The task: Transcribe only the part of the listing below that begins at the line containing "Pass this photo to locate to point out the silhouetted" and runs to its final line, keeping both ends.

'''

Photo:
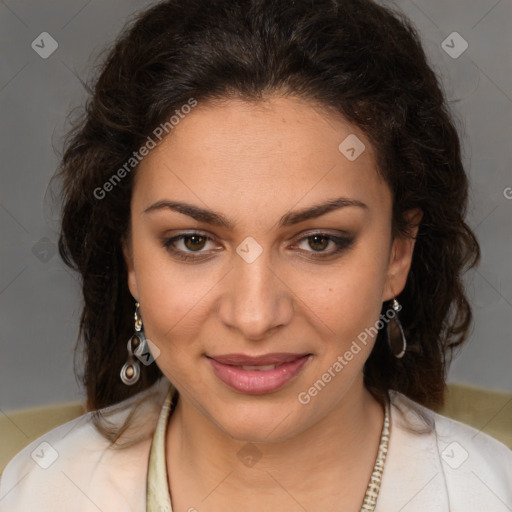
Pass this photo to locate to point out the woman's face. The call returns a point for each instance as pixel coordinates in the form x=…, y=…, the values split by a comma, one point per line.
x=264, y=272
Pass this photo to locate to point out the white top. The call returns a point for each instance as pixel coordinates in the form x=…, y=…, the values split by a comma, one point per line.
x=451, y=467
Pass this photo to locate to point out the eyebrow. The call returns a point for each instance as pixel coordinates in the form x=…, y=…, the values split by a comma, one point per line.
x=289, y=219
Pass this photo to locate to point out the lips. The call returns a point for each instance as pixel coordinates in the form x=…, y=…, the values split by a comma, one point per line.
x=258, y=374
x=276, y=358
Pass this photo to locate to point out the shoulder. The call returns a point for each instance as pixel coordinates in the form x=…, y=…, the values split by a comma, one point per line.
x=74, y=467
x=476, y=468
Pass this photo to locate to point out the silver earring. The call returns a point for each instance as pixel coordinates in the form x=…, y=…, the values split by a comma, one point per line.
x=130, y=372
x=395, y=332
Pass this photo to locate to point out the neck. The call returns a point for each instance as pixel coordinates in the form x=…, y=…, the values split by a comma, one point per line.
x=339, y=451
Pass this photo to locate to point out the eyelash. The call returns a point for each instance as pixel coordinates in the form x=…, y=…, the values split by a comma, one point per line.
x=342, y=243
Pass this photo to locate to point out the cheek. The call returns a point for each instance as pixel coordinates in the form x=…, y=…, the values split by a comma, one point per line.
x=349, y=300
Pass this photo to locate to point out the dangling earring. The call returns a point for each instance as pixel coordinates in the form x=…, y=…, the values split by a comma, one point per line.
x=396, y=336
x=130, y=372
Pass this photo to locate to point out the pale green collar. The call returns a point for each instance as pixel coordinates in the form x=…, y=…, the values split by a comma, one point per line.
x=157, y=489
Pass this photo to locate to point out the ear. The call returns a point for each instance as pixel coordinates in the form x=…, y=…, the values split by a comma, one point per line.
x=128, y=258
x=401, y=257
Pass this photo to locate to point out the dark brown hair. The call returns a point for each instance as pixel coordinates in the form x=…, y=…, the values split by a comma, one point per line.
x=354, y=57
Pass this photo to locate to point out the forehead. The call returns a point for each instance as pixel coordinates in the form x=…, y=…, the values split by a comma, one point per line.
x=243, y=155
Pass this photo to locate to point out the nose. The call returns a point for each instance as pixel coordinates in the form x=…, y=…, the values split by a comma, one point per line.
x=256, y=300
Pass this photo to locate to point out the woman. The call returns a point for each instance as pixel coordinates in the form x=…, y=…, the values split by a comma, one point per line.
x=265, y=201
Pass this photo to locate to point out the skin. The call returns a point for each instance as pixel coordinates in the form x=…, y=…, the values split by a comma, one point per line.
x=254, y=162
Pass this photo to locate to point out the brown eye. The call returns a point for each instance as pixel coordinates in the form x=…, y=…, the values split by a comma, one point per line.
x=318, y=242
x=194, y=242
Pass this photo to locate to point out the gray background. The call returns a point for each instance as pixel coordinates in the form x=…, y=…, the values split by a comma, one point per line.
x=39, y=297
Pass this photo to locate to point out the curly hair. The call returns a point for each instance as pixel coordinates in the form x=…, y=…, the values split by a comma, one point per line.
x=359, y=59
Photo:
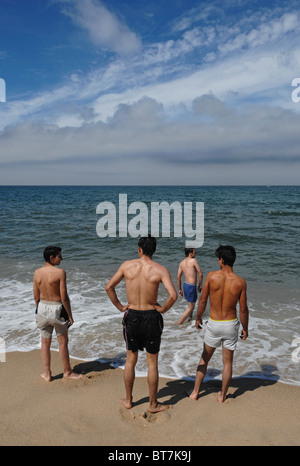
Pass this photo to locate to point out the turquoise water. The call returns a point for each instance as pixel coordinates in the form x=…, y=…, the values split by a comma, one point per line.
x=262, y=223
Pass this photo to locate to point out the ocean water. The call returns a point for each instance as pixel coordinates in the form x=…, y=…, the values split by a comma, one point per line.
x=262, y=223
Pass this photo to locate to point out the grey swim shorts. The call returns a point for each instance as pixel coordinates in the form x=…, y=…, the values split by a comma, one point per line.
x=49, y=316
x=223, y=332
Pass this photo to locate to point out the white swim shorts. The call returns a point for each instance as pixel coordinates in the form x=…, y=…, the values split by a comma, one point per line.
x=223, y=332
x=49, y=316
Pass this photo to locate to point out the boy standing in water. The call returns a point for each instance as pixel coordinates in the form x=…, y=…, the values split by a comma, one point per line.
x=53, y=310
x=190, y=268
x=224, y=289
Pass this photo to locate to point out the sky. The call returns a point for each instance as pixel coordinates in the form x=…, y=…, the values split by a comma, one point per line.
x=162, y=92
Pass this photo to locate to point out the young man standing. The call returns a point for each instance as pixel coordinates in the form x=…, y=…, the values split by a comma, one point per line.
x=224, y=289
x=190, y=268
x=53, y=310
x=143, y=322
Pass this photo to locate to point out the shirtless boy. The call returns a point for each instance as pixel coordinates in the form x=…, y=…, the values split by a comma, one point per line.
x=224, y=289
x=143, y=321
x=51, y=299
x=190, y=268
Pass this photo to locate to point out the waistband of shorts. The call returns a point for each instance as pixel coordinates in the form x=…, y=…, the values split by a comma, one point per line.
x=142, y=312
x=224, y=321
x=56, y=303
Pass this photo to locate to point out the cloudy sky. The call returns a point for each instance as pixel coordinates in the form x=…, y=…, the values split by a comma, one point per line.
x=120, y=92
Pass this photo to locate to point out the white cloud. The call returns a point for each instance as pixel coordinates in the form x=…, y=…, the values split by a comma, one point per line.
x=103, y=27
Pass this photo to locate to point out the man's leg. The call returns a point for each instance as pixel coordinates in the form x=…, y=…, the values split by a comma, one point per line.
x=207, y=353
x=152, y=378
x=46, y=358
x=129, y=376
x=227, y=373
x=65, y=358
x=188, y=313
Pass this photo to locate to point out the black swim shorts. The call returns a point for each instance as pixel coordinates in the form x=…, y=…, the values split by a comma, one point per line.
x=143, y=329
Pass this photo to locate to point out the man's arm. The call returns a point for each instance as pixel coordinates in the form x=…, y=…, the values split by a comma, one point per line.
x=172, y=295
x=202, y=303
x=244, y=312
x=110, y=289
x=36, y=290
x=179, y=273
x=64, y=295
x=199, y=271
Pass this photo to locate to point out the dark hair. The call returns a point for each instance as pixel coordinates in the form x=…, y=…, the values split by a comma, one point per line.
x=188, y=250
x=227, y=253
x=148, y=245
x=51, y=251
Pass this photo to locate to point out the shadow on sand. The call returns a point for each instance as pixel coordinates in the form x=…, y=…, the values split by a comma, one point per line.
x=176, y=390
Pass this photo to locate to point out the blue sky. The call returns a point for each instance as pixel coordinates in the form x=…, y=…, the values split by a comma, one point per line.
x=156, y=92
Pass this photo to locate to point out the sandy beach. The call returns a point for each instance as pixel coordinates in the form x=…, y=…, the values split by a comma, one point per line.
x=88, y=412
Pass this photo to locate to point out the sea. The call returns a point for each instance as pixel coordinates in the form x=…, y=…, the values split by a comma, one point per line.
x=261, y=222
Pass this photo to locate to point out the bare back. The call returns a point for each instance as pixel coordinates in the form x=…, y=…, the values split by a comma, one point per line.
x=142, y=279
x=49, y=283
x=189, y=267
x=225, y=289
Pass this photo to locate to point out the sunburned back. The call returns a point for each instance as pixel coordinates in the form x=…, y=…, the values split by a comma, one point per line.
x=48, y=282
x=142, y=282
x=188, y=266
x=225, y=291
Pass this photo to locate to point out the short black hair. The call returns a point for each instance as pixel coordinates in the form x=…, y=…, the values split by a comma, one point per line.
x=51, y=251
x=148, y=245
x=227, y=253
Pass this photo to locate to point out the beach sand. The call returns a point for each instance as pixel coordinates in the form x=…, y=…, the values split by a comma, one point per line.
x=88, y=412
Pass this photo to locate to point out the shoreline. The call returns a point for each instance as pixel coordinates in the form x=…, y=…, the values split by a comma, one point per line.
x=88, y=412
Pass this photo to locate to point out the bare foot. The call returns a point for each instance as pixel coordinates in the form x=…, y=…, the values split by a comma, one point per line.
x=221, y=397
x=73, y=376
x=159, y=407
x=46, y=377
x=127, y=404
x=193, y=396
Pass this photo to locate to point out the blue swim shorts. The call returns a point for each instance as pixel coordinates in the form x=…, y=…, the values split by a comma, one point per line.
x=190, y=292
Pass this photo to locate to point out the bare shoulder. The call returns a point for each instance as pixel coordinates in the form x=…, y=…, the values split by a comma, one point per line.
x=215, y=274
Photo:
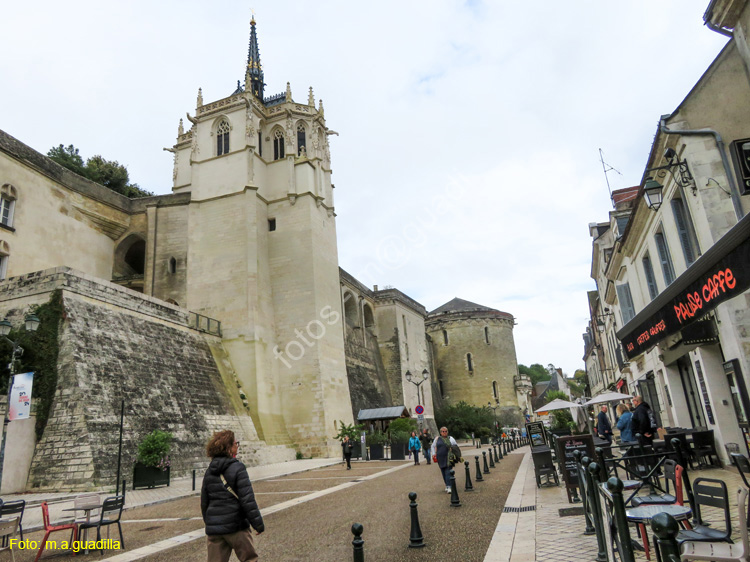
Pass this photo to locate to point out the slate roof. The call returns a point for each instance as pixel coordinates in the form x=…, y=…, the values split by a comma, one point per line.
x=460, y=305
x=390, y=413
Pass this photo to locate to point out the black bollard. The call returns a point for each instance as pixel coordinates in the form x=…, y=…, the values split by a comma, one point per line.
x=581, y=463
x=624, y=544
x=468, y=487
x=358, y=543
x=454, y=490
x=665, y=529
x=416, y=540
x=593, y=485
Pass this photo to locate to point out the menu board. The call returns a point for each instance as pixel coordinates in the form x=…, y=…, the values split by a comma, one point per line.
x=565, y=447
x=535, y=431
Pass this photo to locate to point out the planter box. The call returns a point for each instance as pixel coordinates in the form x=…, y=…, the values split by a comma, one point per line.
x=398, y=451
x=376, y=452
x=149, y=476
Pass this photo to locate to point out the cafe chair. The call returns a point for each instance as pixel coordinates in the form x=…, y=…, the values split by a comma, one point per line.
x=8, y=530
x=110, y=515
x=49, y=529
x=87, y=505
x=722, y=551
x=673, y=474
x=704, y=447
x=712, y=494
x=8, y=509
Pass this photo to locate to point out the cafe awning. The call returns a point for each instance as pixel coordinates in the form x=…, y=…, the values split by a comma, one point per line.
x=721, y=273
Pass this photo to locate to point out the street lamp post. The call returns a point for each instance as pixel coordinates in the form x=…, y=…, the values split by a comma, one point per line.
x=412, y=379
x=32, y=323
x=494, y=411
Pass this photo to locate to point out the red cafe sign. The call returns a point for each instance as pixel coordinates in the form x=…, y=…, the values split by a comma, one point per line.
x=691, y=296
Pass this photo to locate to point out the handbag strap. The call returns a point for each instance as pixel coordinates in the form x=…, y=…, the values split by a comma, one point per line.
x=227, y=486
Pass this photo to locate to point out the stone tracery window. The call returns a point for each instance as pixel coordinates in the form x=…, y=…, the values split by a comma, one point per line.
x=222, y=138
x=278, y=144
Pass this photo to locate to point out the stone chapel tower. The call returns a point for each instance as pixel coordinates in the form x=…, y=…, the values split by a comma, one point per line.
x=260, y=253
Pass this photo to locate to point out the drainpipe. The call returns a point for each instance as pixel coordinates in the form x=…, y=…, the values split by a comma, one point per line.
x=734, y=192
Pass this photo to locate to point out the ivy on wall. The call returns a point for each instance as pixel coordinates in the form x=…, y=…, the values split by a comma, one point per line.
x=40, y=356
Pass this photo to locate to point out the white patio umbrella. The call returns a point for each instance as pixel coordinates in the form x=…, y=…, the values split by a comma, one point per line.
x=557, y=404
x=608, y=397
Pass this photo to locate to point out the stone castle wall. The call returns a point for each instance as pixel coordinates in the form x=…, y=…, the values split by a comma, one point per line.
x=119, y=345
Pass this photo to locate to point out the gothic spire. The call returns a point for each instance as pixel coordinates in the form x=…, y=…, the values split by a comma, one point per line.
x=254, y=72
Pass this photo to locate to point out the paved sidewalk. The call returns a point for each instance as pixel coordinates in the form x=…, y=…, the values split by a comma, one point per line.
x=532, y=529
x=178, y=488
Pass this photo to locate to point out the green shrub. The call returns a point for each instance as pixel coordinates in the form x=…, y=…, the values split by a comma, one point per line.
x=154, y=449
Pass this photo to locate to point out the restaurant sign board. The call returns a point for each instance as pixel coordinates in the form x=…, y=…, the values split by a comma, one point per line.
x=691, y=297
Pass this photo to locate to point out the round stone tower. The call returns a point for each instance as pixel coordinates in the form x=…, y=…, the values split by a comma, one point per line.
x=474, y=354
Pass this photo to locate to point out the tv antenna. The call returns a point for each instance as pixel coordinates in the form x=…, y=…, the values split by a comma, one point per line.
x=607, y=168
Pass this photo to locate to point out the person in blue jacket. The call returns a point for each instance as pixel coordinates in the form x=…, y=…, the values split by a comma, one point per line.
x=624, y=423
x=414, y=446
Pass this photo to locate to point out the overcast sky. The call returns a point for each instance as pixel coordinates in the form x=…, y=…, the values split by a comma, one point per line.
x=468, y=158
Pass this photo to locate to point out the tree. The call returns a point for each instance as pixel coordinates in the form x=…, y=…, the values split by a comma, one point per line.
x=68, y=157
x=109, y=173
x=536, y=372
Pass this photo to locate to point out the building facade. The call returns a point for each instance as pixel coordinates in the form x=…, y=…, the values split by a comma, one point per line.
x=670, y=315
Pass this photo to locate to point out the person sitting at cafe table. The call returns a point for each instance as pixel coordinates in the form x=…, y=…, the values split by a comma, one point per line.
x=603, y=425
x=624, y=423
x=643, y=420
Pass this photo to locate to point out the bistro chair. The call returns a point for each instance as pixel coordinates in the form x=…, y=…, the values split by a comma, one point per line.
x=13, y=508
x=705, y=447
x=712, y=494
x=49, y=529
x=110, y=514
x=721, y=551
x=8, y=530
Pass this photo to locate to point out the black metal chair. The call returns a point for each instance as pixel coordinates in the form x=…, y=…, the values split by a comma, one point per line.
x=705, y=447
x=708, y=493
x=110, y=515
x=543, y=466
x=9, y=509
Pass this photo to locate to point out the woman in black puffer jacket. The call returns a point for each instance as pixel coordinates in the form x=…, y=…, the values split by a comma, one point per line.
x=228, y=507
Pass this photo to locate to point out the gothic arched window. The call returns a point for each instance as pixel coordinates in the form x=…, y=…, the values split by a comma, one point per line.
x=300, y=138
x=278, y=145
x=222, y=138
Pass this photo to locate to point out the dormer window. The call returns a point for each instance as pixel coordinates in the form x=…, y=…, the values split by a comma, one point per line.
x=278, y=145
x=222, y=138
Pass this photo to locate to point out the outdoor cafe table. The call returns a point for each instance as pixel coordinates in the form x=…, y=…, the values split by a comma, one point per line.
x=643, y=514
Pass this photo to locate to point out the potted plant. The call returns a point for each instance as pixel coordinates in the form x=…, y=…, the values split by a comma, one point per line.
x=152, y=467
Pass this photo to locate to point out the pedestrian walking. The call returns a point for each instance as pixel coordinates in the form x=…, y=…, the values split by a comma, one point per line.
x=426, y=440
x=643, y=420
x=414, y=446
x=347, y=445
x=603, y=425
x=441, y=453
x=624, y=424
x=228, y=503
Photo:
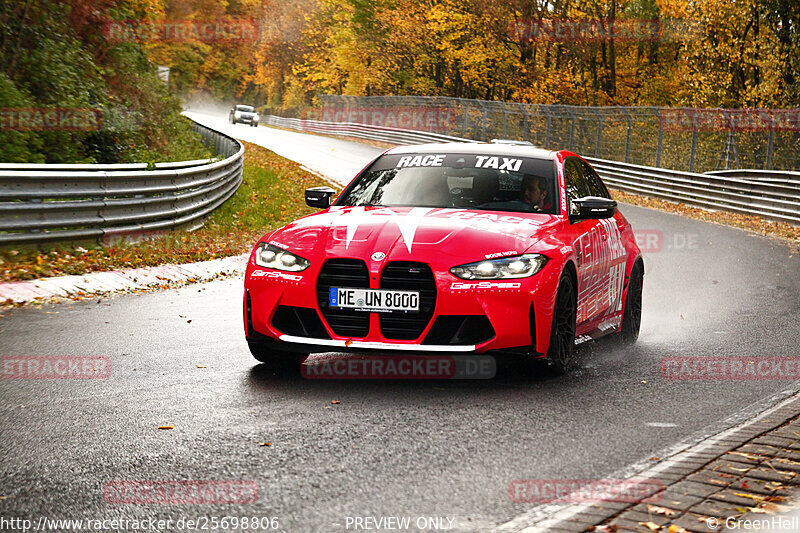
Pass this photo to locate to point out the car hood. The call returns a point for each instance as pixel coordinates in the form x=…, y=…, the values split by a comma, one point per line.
x=432, y=235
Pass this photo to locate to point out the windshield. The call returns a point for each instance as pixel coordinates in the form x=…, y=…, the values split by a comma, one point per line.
x=473, y=181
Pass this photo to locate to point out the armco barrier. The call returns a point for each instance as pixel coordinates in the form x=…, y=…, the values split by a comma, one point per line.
x=42, y=203
x=772, y=194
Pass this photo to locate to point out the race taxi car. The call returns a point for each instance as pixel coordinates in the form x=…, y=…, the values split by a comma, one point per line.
x=457, y=247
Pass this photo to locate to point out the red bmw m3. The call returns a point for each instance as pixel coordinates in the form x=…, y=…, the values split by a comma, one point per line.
x=458, y=248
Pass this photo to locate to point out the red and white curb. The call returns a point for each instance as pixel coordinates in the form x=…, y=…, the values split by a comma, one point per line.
x=126, y=280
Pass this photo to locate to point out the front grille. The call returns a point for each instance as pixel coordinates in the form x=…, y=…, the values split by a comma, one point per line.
x=343, y=273
x=408, y=276
x=299, y=321
x=460, y=330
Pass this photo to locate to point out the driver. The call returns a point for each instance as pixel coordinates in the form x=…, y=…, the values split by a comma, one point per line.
x=534, y=191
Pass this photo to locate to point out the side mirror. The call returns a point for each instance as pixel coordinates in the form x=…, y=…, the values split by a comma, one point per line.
x=320, y=197
x=592, y=207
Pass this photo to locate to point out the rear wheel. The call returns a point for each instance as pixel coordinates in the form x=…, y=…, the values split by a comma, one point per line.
x=276, y=359
x=562, y=334
x=632, y=316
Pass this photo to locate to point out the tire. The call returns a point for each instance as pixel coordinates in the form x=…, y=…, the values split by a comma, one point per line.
x=632, y=315
x=562, y=333
x=275, y=359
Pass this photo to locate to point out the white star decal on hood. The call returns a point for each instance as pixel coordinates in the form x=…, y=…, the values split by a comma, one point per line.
x=407, y=224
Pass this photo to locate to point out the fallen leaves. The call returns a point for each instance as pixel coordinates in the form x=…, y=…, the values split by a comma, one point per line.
x=663, y=511
x=676, y=529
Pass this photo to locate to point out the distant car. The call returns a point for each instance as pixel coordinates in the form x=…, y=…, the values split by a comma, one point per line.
x=468, y=247
x=245, y=114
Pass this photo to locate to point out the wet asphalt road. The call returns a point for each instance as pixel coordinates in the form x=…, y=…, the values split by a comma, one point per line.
x=390, y=448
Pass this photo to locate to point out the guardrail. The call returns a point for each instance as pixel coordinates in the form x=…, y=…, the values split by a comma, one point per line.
x=41, y=203
x=741, y=193
x=772, y=194
x=361, y=131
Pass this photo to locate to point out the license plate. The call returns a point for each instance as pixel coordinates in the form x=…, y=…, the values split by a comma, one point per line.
x=376, y=300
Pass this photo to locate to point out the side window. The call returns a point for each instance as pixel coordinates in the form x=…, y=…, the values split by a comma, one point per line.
x=593, y=180
x=574, y=181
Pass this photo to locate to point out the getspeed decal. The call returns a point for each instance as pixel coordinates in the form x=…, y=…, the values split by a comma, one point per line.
x=501, y=254
x=274, y=275
x=601, y=269
x=458, y=286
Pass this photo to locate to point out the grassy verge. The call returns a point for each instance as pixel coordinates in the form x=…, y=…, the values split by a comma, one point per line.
x=270, y=196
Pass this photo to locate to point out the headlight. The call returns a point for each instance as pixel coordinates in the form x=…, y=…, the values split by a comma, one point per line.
x=520, y=266
x=270, y=256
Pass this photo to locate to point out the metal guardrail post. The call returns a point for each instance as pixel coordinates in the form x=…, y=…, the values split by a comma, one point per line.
x=599, y=133
x=770, y=144
x=572, y=128
x=525, y=126
x=629, y=119
x=694, y=143
x=466, y=120
x=660, y=142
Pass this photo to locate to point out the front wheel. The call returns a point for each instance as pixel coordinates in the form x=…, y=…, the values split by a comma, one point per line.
x=562, y=334
x=276, y=359
x=632, y=316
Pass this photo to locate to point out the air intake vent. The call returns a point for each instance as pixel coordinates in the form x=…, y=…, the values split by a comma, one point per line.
x=350, y=273
x=408, y=276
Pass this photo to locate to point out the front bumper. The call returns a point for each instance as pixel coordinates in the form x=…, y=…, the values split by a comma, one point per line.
x=467, y=317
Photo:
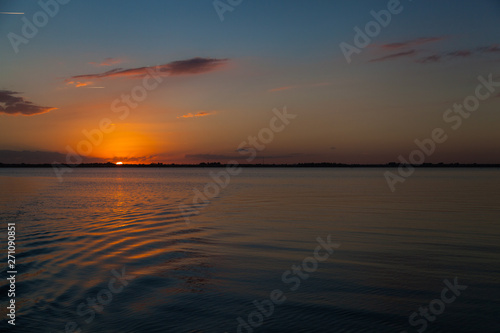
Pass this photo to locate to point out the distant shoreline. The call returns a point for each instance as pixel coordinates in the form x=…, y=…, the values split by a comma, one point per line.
x=257, y=165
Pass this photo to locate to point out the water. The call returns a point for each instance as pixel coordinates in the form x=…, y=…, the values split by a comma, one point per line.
x=202, y=275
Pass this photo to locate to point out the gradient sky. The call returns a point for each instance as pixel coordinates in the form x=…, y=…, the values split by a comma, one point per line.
x=222, y=79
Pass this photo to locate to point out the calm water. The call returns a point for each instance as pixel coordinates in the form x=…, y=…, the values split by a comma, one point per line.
x=395, y=250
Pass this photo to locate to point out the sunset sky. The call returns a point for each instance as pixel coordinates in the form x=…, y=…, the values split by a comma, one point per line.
x=219, y=81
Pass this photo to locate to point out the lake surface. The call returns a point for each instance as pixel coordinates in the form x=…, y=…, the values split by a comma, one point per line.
x=201, y=270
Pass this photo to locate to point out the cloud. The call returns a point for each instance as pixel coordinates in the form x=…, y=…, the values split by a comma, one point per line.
x=181, y=67
x=412, y=43
x=395, y=55
x=136, y=159
x=282, y=88
x=465, y=53
x=212, y=157
x=17, y=105
x=198, y=114
x=460, y=53
x=429, y=59
x=107, y=62
x=79, y=84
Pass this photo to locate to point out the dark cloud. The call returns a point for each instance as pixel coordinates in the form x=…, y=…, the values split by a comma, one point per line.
x=395, y=55
x=412, y=43
x=39, y=157
x=181, y=67
x=17, y=105
x=136, y=159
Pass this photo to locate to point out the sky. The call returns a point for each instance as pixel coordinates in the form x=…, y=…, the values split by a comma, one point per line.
x=190, y=81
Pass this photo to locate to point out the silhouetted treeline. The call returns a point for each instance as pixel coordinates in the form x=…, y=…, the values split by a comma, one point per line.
x=257, y=165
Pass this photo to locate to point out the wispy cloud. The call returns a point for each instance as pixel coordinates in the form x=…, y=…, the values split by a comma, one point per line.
x=134, y=159
x=13, y=105
x=198, y=114
x=282, y=88
x=108, y=62
x=212, y=157
x=429, y=59
x=299, y=86
x=182, y=67
x=408, y=53
x=79, y=84
x=412, y=43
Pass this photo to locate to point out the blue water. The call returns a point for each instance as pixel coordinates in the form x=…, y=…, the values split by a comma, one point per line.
x=201, y=270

'''

Response to this task:
Pass this photo to locate to point out the silhouetted treeline. The call returns a point for each instance as pixel coordinates in the form x=…, y=…, the values split by a comma, one point per line.
x=257, y=165
Pass this photo to locate to point out the wispy cloud. The call returns a point for each instance as pixel coordinates in the form x=…, y=…, the values split by a comma, one point per line.
x=134, y=159
x=13, y=105
x=198, y=114
x=282, y=88
x=108, y=62
x=212, y=157
x=429, y=59
x=299, y=86
x=182, y=67
x=408, y=53
x=79, y=84
x=412, y=43
Pass this photo to locate to point out the blue water. The call returns a point for each instance as pixel coordinates in the form x=…, y=…, the values split by a comma, one point per line.
x=201, y=270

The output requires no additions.